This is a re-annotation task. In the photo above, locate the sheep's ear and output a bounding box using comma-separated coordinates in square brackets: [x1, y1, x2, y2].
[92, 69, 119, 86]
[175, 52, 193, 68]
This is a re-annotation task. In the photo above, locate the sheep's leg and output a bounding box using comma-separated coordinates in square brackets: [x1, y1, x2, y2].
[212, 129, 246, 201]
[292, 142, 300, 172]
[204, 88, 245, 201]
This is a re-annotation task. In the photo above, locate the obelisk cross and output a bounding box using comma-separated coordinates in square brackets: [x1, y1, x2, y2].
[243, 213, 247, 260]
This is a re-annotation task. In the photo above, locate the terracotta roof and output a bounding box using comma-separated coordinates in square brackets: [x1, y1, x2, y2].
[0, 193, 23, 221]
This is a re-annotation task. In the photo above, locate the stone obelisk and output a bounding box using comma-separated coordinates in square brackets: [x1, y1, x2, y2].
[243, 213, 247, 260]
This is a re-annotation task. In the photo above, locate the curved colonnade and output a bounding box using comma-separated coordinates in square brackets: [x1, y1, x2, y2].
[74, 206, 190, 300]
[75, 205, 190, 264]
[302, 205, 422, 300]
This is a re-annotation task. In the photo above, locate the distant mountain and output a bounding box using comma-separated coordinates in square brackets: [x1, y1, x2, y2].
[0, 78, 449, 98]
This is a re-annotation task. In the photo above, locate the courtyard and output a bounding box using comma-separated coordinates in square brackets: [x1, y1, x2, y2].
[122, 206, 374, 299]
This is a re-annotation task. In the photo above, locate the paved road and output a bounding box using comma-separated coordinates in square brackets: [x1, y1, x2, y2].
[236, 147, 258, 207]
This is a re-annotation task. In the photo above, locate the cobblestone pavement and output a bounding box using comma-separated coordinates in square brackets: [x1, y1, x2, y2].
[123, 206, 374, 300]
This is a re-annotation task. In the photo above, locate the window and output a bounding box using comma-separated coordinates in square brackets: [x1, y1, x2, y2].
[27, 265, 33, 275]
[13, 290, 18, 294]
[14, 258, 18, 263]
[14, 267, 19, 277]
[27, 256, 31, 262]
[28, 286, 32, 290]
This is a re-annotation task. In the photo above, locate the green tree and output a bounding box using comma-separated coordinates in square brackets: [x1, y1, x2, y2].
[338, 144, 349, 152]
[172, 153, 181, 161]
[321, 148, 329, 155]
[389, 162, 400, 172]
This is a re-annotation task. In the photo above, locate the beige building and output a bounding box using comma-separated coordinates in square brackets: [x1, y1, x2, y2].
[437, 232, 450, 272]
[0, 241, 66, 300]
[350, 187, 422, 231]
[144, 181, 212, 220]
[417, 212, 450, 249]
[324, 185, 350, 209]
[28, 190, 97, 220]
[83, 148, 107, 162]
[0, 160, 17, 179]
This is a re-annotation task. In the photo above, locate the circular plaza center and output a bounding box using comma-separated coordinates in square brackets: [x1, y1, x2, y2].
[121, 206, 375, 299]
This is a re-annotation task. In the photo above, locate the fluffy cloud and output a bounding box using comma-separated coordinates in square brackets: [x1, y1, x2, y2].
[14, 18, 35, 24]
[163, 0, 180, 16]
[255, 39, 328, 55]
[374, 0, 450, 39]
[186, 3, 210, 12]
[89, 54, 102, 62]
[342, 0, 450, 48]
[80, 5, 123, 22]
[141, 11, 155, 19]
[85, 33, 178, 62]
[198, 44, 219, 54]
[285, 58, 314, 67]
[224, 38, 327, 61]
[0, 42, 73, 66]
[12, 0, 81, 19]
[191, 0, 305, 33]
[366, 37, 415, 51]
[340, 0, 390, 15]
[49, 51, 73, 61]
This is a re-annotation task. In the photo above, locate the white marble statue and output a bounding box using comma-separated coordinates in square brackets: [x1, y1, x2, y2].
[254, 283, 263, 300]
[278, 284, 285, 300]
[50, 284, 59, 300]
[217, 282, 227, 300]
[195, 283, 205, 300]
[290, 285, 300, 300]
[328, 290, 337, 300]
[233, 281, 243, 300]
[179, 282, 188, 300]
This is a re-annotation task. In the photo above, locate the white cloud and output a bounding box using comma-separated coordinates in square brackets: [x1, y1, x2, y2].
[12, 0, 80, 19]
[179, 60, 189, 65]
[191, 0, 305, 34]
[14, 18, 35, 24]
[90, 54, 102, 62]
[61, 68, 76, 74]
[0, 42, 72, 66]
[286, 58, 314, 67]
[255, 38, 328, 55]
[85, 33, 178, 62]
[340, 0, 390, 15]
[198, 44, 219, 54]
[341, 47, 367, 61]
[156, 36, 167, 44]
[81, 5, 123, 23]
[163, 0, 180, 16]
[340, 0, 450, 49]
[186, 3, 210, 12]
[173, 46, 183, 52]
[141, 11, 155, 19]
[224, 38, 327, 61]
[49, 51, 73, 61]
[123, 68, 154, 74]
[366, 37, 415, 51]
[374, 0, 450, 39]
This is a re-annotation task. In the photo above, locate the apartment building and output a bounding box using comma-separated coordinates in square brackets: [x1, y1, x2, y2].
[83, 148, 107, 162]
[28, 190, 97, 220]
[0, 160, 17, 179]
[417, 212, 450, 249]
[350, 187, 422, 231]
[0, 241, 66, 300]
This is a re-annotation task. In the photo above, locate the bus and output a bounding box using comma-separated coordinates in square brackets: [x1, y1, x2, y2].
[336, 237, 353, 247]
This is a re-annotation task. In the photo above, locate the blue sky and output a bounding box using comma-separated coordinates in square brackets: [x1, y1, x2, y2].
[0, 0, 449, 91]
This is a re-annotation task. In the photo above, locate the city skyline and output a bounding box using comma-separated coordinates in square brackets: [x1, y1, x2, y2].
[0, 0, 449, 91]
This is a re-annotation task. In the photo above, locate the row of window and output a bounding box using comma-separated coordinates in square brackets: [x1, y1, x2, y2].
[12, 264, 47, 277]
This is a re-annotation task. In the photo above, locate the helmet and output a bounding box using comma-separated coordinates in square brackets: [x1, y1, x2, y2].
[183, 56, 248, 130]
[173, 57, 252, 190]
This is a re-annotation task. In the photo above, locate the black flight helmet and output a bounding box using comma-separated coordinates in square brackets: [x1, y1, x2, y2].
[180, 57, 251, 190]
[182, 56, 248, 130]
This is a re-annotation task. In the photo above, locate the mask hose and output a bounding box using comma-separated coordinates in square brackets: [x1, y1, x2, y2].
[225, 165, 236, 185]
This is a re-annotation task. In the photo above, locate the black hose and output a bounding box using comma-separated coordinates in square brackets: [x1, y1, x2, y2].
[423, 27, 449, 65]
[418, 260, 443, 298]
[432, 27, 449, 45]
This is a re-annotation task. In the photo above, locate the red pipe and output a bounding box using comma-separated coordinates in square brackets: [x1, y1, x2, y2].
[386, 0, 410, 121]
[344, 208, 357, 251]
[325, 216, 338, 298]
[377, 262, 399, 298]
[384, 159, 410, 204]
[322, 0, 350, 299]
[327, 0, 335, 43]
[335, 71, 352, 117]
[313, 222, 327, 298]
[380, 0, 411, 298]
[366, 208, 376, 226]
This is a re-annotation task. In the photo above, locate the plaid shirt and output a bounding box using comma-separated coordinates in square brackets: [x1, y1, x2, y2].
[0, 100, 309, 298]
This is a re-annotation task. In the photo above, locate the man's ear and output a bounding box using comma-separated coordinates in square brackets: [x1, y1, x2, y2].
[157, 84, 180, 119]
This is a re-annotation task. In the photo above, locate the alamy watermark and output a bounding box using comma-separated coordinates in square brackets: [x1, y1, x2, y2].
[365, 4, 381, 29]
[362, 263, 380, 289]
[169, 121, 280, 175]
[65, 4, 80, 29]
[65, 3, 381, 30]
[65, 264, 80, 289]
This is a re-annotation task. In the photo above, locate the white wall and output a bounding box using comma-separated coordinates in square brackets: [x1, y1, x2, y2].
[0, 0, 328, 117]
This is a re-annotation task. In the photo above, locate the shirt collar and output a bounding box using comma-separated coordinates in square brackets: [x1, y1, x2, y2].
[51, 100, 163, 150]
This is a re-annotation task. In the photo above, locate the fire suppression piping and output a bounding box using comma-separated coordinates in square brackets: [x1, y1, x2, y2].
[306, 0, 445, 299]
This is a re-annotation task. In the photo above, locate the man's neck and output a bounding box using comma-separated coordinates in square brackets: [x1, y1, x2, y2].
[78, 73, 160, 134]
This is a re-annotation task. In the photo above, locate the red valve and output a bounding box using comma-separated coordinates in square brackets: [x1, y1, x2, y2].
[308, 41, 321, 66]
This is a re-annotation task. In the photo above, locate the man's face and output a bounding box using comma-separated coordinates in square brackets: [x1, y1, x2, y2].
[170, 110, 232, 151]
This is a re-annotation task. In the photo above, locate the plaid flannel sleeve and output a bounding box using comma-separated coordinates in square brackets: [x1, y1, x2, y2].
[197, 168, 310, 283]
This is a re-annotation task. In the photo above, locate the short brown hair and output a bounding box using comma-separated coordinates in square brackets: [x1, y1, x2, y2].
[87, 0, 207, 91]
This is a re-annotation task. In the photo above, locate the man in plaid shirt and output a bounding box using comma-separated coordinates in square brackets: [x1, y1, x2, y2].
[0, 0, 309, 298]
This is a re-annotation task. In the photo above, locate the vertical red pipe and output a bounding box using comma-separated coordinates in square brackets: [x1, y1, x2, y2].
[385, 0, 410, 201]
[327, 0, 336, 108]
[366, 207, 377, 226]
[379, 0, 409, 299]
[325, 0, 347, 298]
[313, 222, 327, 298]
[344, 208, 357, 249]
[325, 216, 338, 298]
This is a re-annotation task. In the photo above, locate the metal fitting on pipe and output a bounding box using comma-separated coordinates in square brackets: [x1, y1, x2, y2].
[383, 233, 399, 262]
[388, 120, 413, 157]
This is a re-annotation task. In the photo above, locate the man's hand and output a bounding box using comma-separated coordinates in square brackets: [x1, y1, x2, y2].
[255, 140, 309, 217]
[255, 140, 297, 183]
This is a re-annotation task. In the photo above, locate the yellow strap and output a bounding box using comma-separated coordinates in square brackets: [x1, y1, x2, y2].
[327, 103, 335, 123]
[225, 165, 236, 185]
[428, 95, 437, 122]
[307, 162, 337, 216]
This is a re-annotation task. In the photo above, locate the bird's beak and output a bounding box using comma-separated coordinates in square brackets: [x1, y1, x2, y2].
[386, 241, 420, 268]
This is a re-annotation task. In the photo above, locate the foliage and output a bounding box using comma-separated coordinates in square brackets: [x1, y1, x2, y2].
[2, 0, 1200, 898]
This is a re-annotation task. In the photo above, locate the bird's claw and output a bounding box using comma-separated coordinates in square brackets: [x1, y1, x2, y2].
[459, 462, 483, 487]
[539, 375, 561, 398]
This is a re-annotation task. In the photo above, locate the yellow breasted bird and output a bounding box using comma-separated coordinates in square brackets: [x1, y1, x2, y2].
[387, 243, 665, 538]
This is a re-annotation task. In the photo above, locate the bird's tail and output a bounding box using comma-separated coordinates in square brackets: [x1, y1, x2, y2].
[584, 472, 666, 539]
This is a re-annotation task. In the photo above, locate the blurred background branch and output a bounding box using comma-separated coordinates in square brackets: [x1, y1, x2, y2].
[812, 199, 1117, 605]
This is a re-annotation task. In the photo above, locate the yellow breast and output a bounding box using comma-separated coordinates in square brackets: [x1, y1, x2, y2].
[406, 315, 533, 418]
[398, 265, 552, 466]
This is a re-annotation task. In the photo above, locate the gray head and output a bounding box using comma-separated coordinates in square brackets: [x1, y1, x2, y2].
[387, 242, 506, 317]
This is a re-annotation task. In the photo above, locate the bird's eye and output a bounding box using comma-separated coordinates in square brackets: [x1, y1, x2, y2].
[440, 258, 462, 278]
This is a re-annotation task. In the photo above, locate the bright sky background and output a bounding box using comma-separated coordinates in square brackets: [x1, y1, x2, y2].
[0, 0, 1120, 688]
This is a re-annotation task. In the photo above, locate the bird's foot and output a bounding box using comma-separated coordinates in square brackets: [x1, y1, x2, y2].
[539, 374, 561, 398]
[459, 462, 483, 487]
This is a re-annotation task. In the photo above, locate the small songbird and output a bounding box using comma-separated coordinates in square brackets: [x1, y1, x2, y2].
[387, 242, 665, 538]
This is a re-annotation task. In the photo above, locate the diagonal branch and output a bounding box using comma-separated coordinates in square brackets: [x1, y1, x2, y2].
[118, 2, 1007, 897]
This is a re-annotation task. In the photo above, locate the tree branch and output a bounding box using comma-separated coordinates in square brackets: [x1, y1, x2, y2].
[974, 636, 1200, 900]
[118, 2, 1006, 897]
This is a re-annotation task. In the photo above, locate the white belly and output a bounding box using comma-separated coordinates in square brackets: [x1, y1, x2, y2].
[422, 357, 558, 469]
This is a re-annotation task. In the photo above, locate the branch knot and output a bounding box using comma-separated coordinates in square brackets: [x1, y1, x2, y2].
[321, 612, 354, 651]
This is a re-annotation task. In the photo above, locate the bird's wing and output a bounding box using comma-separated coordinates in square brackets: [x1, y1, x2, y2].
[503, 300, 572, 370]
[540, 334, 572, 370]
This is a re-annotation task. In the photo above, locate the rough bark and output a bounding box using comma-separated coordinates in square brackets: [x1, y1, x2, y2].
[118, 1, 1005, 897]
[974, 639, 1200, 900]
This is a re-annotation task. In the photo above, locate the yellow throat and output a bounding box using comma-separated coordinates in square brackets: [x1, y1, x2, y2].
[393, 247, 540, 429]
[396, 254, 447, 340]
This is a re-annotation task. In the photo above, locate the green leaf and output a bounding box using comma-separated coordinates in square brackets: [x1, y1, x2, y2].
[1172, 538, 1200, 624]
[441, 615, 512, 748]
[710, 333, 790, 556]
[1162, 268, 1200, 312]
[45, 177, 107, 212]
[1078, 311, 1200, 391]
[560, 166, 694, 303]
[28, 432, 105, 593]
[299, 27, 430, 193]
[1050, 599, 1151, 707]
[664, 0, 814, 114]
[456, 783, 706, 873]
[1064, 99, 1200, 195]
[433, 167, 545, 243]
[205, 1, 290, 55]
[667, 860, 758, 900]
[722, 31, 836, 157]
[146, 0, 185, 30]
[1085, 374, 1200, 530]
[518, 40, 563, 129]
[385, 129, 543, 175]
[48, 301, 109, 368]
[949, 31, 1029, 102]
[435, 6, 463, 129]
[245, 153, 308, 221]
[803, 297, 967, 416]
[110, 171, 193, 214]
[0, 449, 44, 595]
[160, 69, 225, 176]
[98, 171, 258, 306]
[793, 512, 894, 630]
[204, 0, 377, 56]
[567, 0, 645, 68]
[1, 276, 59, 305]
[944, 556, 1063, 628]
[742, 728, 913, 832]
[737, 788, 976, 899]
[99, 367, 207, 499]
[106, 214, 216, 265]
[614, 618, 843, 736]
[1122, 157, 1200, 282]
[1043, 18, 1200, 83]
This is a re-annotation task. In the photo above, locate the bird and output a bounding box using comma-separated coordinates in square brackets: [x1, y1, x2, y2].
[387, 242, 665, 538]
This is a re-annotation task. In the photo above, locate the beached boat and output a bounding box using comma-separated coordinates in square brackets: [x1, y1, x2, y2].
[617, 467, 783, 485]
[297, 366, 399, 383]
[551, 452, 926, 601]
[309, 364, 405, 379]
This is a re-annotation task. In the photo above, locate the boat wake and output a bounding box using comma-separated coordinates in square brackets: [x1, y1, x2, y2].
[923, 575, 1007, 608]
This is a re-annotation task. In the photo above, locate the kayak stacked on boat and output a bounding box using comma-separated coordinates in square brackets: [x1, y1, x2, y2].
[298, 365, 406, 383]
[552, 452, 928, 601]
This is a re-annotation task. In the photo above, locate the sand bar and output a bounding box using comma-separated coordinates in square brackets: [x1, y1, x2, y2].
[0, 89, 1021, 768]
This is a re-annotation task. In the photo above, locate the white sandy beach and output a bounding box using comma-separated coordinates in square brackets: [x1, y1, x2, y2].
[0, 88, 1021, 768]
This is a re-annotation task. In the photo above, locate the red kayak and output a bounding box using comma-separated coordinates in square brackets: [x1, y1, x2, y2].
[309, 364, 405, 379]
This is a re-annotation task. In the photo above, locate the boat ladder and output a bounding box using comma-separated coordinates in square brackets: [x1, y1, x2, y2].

● ● ●

▸ **TASK DIRECTIONS**
What is wanted is an exact repeat of the lines from the one with "the red kayak" through the last line of the listing above, and no other text.

▸ **TASK SOLUTION**
This is a re-annotation task. In the photo above, locate the red kayak and output a bounding box using comma-separated coordinates in square brackets: [x1, y1, x2, y2].
[309, 364, 405, 379]
This is a re-annotation task. In the photo above, locate the boat ladder and output a bounding box using comma-separated coordinates in square brackets: [x1, y1, x2, y2].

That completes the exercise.